Exercise — Recast the records below as a two-column CSV with the headers request and answer, starting at the line that contains "Could you please indicate the cluster" and stopping after the line that contains "(731, 1151)". Give one row for each request, with its text and its answer each in a single quoted field and every line break replaced by a space.

Material provided —
========
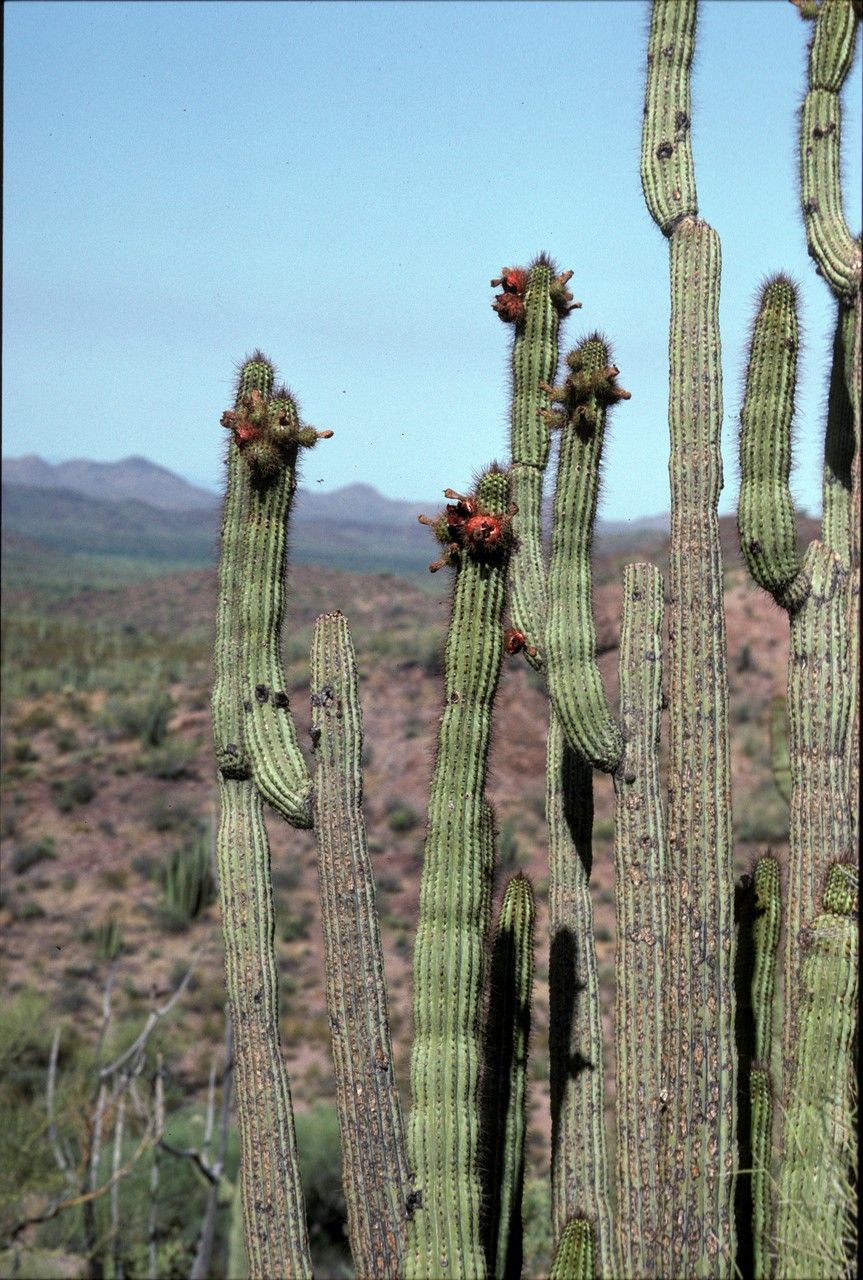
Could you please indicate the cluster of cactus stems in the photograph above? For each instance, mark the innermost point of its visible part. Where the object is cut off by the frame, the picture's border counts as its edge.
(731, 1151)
========
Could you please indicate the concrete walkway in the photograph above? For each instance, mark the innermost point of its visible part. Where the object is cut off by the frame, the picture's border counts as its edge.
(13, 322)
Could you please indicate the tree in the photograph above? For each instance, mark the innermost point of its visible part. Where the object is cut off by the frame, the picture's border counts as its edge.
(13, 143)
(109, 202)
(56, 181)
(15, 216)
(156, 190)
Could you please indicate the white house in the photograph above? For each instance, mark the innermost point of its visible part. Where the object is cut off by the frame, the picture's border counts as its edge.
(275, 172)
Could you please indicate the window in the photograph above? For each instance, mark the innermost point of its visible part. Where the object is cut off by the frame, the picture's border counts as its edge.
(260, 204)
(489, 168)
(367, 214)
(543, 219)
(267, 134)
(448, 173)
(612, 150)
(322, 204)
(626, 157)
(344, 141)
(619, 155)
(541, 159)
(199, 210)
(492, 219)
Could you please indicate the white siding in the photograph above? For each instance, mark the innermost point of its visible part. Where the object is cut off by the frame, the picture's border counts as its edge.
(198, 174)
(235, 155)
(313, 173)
========
Reply to the task —
request,answer
"Could you please indicate the cluster of cactus stems in the photograph above? For each instance, mark the innermost point of its visible part. Where the object is cut off by the frame, the picture's border counts as its edge.","(731, 1151)"